**EXERCISE REQUIREMENTS**
Return all of the records exactly.

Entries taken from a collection
++++++
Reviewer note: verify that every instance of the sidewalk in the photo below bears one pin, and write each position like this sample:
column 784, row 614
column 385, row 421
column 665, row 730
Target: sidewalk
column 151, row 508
++++++
**RESULT FOR THIS TASK**
Reviewer note: verify that every instance of the sidewalk in the photo below bears one pin, and write each position like this sample:
column 784, row 614
column 385, row 421
column 665, row 730
Target: sidewalk
column 151, row 508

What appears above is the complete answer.